## What is required
Tally the lines of the listing that contain the word "green", then give the total and nothing else.
----- Material for the task
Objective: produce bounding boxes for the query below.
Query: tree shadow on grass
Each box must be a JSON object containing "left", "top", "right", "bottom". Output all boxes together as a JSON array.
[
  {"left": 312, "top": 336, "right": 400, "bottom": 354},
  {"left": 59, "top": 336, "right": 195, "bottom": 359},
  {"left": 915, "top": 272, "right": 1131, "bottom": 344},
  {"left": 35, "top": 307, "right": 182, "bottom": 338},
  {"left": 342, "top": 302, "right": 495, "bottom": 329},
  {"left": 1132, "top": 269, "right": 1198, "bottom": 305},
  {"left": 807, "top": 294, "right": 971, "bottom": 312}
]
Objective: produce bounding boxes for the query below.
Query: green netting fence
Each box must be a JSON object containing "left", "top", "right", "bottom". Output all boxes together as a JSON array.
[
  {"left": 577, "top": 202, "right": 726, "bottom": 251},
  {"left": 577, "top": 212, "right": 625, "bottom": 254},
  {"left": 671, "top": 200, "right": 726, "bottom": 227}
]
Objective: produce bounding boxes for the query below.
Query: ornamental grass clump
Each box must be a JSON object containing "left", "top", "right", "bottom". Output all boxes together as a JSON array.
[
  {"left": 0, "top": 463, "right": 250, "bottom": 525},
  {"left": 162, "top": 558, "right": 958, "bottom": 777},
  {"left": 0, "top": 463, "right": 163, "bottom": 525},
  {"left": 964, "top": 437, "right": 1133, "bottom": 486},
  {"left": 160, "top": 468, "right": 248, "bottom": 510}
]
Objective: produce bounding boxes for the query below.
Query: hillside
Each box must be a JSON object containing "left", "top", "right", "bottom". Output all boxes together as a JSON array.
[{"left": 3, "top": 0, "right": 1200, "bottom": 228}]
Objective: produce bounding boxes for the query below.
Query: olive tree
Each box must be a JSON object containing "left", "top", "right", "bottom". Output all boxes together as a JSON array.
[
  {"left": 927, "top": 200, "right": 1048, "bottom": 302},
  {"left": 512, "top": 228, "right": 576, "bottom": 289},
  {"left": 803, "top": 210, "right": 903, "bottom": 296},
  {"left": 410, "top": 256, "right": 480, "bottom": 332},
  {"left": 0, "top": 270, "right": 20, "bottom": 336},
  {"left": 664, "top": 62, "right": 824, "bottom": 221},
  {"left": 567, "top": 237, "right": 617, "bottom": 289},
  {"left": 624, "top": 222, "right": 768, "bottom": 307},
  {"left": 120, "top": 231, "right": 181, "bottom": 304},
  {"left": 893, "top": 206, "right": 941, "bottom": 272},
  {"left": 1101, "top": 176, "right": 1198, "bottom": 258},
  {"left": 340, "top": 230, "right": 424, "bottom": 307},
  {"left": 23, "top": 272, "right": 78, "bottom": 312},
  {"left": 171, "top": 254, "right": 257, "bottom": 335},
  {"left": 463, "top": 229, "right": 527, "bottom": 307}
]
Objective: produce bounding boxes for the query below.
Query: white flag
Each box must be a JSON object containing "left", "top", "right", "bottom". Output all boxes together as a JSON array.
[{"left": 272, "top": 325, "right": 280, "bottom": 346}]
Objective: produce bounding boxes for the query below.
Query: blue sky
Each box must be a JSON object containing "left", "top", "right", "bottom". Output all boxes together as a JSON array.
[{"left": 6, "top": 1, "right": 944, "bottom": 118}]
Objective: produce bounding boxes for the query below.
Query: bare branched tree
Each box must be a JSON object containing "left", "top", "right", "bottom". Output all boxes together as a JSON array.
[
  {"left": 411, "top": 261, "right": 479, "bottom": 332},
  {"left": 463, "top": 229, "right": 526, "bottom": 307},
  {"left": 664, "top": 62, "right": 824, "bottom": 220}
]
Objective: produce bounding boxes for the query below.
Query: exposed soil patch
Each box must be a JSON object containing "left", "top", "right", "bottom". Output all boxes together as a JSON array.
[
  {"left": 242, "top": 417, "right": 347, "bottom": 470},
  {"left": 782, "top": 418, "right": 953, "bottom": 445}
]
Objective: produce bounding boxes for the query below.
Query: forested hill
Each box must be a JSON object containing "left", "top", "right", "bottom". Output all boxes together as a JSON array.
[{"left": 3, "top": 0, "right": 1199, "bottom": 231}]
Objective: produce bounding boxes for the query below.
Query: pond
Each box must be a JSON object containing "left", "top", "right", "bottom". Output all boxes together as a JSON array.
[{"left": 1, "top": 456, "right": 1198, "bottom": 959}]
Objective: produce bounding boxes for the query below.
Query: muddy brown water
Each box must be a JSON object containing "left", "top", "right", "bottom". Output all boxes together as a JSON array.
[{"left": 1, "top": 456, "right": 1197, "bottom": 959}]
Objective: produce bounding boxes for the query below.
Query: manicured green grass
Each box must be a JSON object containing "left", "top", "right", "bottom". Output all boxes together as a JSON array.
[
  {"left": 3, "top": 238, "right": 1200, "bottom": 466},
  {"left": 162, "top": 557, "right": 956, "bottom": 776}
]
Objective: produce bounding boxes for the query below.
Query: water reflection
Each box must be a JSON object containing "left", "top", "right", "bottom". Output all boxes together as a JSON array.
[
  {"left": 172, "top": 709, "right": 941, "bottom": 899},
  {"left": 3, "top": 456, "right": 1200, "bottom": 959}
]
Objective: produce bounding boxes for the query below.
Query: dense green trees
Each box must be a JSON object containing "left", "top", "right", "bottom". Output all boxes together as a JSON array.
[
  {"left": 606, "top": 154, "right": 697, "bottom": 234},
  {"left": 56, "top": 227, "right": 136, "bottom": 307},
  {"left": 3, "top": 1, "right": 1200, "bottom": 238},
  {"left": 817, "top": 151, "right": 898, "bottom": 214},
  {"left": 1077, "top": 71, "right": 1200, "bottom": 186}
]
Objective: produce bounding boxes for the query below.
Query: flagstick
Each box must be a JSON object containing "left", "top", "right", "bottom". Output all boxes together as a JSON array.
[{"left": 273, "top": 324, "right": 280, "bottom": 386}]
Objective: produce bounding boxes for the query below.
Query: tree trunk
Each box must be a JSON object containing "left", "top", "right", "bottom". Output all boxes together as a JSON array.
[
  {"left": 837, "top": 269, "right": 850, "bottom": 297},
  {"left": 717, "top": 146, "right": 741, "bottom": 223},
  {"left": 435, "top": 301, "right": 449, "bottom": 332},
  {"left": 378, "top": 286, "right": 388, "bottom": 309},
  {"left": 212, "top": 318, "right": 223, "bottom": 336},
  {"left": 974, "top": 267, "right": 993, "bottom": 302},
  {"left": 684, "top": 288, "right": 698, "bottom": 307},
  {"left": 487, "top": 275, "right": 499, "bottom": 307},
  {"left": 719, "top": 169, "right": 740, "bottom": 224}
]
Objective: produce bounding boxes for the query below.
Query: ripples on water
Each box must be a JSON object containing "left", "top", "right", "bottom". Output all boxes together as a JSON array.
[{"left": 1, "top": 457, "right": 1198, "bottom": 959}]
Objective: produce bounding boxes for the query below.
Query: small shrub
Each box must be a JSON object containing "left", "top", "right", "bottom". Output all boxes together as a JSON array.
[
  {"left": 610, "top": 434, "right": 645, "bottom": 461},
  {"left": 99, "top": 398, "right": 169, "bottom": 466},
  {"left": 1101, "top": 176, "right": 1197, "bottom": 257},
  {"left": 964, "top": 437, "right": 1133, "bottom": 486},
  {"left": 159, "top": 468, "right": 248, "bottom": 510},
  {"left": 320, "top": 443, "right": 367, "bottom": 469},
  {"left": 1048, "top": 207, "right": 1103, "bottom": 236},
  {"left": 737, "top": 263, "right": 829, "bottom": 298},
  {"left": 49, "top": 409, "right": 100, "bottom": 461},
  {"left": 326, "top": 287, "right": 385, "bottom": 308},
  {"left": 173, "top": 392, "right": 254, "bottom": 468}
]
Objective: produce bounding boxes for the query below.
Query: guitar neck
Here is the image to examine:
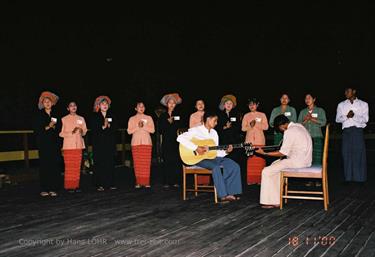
----------
## Exercise response
3